ASSIGNMENT: Write the records out again, keeping each line exactly as it is.
THE DATA Block Start
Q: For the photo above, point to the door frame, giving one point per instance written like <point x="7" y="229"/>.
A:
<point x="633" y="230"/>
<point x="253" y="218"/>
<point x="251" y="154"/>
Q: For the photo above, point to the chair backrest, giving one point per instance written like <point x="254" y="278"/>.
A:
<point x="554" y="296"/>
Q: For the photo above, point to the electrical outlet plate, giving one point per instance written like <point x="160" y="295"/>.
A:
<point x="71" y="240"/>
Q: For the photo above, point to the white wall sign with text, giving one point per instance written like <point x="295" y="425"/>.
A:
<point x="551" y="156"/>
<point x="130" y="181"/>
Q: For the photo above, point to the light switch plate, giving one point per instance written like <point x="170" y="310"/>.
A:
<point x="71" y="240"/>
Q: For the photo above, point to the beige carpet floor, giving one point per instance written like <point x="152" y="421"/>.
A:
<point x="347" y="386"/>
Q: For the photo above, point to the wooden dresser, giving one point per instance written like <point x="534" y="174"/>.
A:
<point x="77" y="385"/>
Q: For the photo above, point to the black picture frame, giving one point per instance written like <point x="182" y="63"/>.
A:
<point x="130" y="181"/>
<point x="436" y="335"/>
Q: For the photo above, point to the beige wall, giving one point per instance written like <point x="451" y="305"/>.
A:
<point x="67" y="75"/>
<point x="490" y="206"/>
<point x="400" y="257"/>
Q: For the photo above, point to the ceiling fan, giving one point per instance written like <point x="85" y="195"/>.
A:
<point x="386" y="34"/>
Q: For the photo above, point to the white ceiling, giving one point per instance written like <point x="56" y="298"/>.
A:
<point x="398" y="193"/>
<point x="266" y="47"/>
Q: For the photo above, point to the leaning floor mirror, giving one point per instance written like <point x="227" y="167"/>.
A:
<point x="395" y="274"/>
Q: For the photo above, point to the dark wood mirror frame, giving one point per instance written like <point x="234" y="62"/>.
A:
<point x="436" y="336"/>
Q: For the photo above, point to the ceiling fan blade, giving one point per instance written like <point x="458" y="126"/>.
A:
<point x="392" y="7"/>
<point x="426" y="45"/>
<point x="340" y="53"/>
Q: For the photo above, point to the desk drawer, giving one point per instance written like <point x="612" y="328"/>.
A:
THE DATA Block End
RESPONSE BELOW:
Q: For the photo above, point to the door frame, giving one point per instance written like <point x="7" y="229"/>.
A:
<point x="633" y="230"/>
<point x="253" y="218"/>
<point x="251" y="154"/>
Q: For the photo above, point to the chair backrest, giving one point per instance written like <point x="254" y="278"/>.
A:
<point x="554" y="296"/>
Q: For the photo above, point to the electrical outlet plate, giving one point per instance written like <point x="160" y="295"/>.
A:
<point x="71" y="240"/>
Q: For the photo above, point to the white wall sign with text, giving one point per instance written like <point x="295" y="425"/>.
A:
<point x="551" y="156"/>
<point x="130" y="181"/>
Q: For the photo above, point to the light switch plate, giving one point per instance written like <point x="170" y="310"/>.
A:
<point x="71" y="240"/>
Q: For the photo above, point to the beige carpet floor, giving one point per instance written like <point x="152" y="421"/>.
A:
<point x="347" y="386"/>
Q: For the photo above, point to the wooden dresser, giving one point per instance written like <point x="534" y="174"/>.
A:
<point x="77" y="385"/>
Q: For the photo above, point to the black picture frame, giving one point per instance written like <point x="182" y="63"/>.
A:
<point x="130" y="181"/>
<point x="436" y="335"/>
Q: For the photo above, point to the beige wall, giving one point per instance written like <point x="451" y="305"/>.
A:
<point x="67" y="75"/>
<point x="490" y="206"/>
<point x="400" y="257"/>
Q: For the photo above, point to the ceiling fan, giving one point per instance written like <point x="85" y="195"/>.
A:
<point x="386" y="34"/>
Q: For the photo above, point to the white ceiling, giving one point per instance written like <point x="56" y="298"/>.
A:
<point x="398" y="193"/>
<point x="266" y="47"/>
Q: For the photo above, point to the leaning floor mirror, giving one point per instance written like <point x="227" y="167"/>.
A:
<point x="395" y="274"/>
Q: For the photo above, point to the dark wood mirror frame, giving one point per instance written like <point x="234" y="62"/>.
A:
<point x="436" y="336"/>
Q: For the photo above, point to the ceiling fan blade, giving one point per instance written like <point x="458" y="126"/>.
A:
<point x="392" y="7"/>
<point x="426" y="45"/>
<point x="340" y="53"/>
Q: For the photo above, point to the desk drawer, giving one point per instance written like <point x="612" y="328"/>.
A:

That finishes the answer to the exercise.